TEXT PASSAGE:
--- START ---
What I Thought I Knew
Alice Eve Cohen
By
Jesse Kornbluth
Published: Apr 20, 2010
Category:
Memoir
For many readers the attraction of memoir is the chance to lose yourself in the life of another person — to identify with her struggles, feel her pain, share her triumphs.
Not this time, honey.
The attraction of Alice Eve Cohen’s slim (190 pages), fast-paced memoir,
What I Thought I Knew, [for the Kindle version,
click here] is precisely that this isn’t a life you can easily connect to your own. It’s got too many twists and turns, and they come too fast — Alice Cohen might as well be living on another planet.
Consider: As the book begins, Alice Cohen is a New York playwright and performer who’s charmed half a million people with her monologues and folktales. She’s survived an unhappy marriage and retained custody of her three-year-old adopted daughter. At 44, she’s engaged to a musician who’s 34. Her performance schedule is booked a season ahead.
Life’s good.
Then she wakes up with an upset stomach. The nausea continues. Insomnia, mood swings, sore breasts and low energy follow. She calls her gynecologist. Who explains that these are symptoms of the lower dose of estrogen she’s taking — for Alice, who is infertile, is clearly undergoing menopause.
Infertile? When Alice was in her early 30s, the doctor voted Best Fertility Specialist by New York Magazine delivered the sad news. And there was, he said, no point in pumping her full of fertility drugs. Alice’s mother took DES during her pregnancy; if Alice did conceive, it was unlikely she could carry a baby to term.
--- END ---
WORK ORDER 1:
In the review, replace "performer" with "actor" in the passage from "The attraction of Alice" to "Life’s good.", and write out that passage.
WORK ORDER 2:
Please carry on the review of Alice Eve Cohen's memoir past its final sentence.
The lines that follow come from a different source than the review above.

PROVIDED INFORMATION:
--- START ---
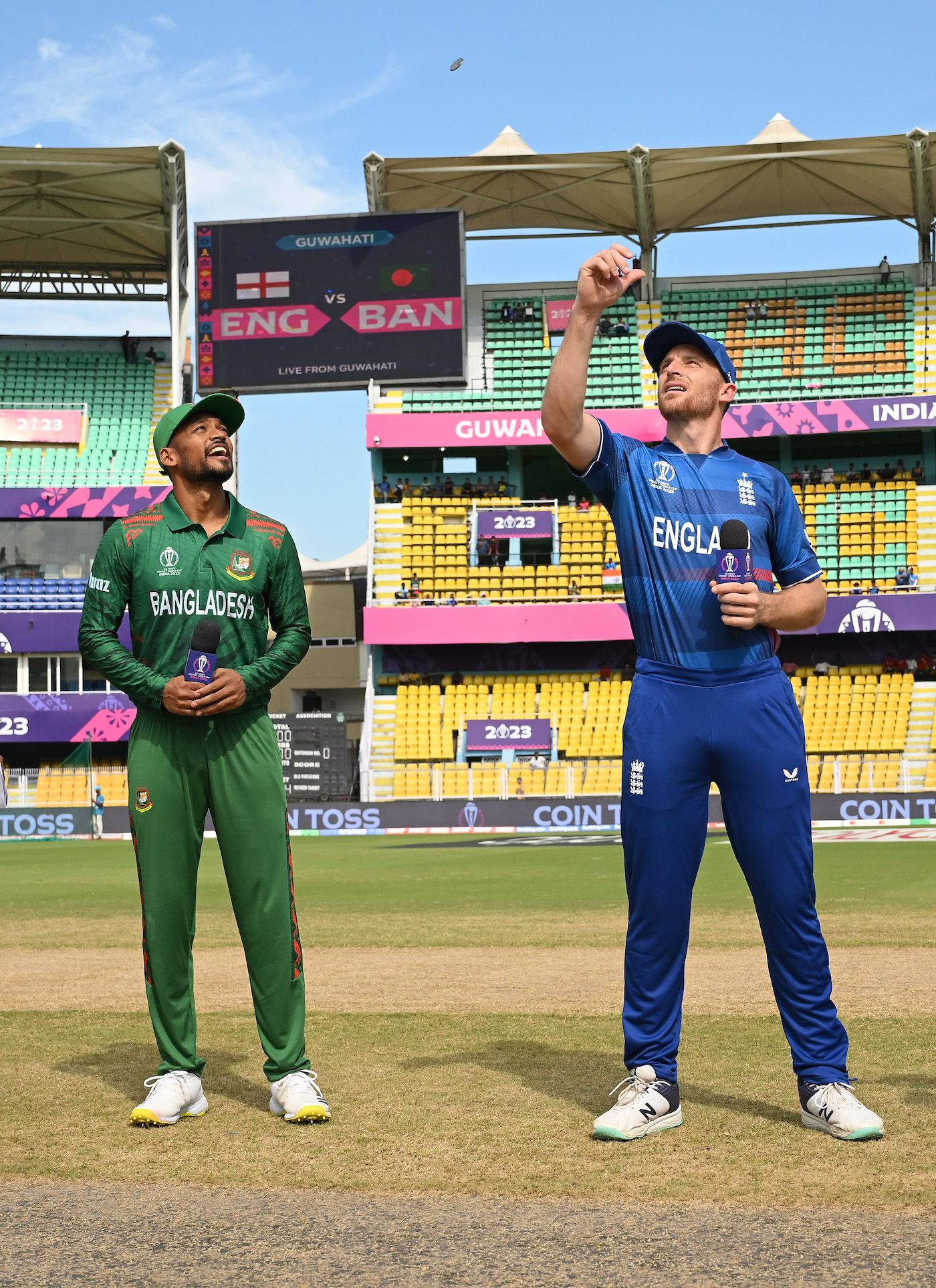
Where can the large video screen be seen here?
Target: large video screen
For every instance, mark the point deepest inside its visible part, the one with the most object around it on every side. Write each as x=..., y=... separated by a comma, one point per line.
x=331, y=303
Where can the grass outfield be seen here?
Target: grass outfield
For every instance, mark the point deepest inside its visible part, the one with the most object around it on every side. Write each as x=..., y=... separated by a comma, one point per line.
x=450, y=1097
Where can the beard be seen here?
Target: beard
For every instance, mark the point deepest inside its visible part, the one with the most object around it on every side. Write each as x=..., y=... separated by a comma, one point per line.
x=694, y=405
x=209, y=469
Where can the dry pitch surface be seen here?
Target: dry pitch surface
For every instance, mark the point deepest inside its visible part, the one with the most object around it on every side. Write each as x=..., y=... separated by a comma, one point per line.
x=463, y=1021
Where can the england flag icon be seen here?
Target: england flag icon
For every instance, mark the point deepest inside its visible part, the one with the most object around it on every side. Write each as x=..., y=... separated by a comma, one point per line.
x=263, y=286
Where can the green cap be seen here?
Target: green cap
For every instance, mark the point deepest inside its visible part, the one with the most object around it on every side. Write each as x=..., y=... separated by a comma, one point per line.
x=228, y=410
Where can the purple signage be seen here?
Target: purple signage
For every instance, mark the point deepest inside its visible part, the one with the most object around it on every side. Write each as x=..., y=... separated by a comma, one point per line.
x=876, y=615
x=502, y=734
x=66, y=716
x=78, y=503
x=515, y=523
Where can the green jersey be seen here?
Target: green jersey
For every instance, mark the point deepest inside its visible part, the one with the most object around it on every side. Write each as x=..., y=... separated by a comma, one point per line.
x=172, y=574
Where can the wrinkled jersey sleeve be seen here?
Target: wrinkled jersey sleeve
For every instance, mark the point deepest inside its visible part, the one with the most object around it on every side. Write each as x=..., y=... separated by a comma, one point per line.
x=289, y=616
x=791, y=554
x=608, y=470
x=106, y=598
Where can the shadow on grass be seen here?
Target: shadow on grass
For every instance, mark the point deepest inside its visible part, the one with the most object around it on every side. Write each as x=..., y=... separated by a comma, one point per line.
x=578, y=1079
x=124, y=1065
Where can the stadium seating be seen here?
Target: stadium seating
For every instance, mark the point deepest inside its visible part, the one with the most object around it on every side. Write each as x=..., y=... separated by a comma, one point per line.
x=518, y=357
x=120, y=399
x=862, y=531
x=432, y=542
x=809, y=340
x=30, y=594
x=856, y=724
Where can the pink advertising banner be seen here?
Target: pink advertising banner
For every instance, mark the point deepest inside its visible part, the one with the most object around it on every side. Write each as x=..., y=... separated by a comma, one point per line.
x=558, y=314
x=749, y=420
x=503, y=624
x=40, y=425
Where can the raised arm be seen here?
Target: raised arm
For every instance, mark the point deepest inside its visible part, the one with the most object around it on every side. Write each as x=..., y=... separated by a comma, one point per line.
x=602, y=281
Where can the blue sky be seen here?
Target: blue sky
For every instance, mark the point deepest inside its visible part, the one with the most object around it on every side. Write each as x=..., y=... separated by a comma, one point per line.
x=277, y=104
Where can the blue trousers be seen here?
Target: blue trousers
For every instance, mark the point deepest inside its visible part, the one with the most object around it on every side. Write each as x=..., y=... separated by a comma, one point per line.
x=742, y=731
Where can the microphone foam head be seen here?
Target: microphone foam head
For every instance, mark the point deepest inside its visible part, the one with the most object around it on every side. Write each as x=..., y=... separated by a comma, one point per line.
x=207, y=635
x=733, y=535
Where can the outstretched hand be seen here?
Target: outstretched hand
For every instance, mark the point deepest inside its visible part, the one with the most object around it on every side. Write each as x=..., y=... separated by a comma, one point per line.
x=604, y=278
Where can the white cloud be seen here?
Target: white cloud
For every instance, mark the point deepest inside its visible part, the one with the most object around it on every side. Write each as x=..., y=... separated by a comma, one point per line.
x=48, y=49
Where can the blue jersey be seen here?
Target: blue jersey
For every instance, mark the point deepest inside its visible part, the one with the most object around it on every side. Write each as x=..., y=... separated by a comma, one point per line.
x=667, y=508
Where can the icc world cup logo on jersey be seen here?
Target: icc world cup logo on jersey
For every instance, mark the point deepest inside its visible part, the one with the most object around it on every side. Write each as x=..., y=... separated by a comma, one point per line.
x=240, y=566
x=663, y=475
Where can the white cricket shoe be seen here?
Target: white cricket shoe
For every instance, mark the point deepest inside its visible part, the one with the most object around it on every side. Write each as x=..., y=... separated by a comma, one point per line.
x=833, y=1108
x=645, y=1105
x=172, y=1096
x=298, y=1099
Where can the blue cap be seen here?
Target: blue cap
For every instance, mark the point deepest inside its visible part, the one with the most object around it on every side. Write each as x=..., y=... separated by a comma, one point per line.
x=667, y=335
--- END ---
TASK ANSWER 1:
The attraction of Alice Eve Cohen’s slim (190 pages), fast-paced memoir,
What I Thought I Knew, [for the Kindle version,
click here] is precisely that this isn’t a life you can easily connect to your own. It’s got too many twists and turns, and they come too fast — Alice Cohen might as well be living on another planet.
Consider: As the book begins, Alice Cohen is a New York playwright and actor who’s charmed half a million people with her monologues and folktales. She’s survived an unhappy marriage and retained custody of her three-year-old adopted daughter. At 44, she’s engaged to a musician who’s 34. Her performance schedule is booked a season ahead.
Life’s good.

TASK ANSWER 2:
Symptoms mount. Alice is tested. And tested. Finally, someone gets it right: “Mrs. Cohen, we found a baby in you.”
Alice is six months pregnant.
She calls Oxford, her health insurer, for the name of a high-risk obstetrician. She recites her symptoms, including the ultimate — she’s been told she can’t sustain a pregnancy beyond six months, which was two weeks ago. Oxford’s response: “According to our codes, none of these qualify you for high-risk obstetric care.” (Fun fact, not in the book: That year, Oxford’s CEO made $9,530,000 in salary, bonus and stock options.)
Late-term abortion? Putting the baby up for adoption? It all gets considered, argued, resolved. Unforseen problems? Brace yourself — life throws Alice Cohen one curveball after another.
Surprise! This is a funny book, for Alice Cohen has a way with black humor. And a profound one — in the end, wisdom is discovered, tears flow. Tears of happiness, that is. Because whatever is Martian about her life, Alice Eve Cohen can tell a story.